(begin)

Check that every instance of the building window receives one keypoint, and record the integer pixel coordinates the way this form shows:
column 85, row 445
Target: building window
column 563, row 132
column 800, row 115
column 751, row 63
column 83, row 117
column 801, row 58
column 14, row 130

(end)

Problem to solve:
Repeat every line of the items above with no changes.

Exercise response:
Check that every instance of the building window receives one keypoint, and record the integer pixel coordinates the way this form shows:
column 85, row 445
Target: building window
column 563, row 132
column 800, row 115
column 751, row 63
column 83, row 117
column 801, row 58
column 14, row 130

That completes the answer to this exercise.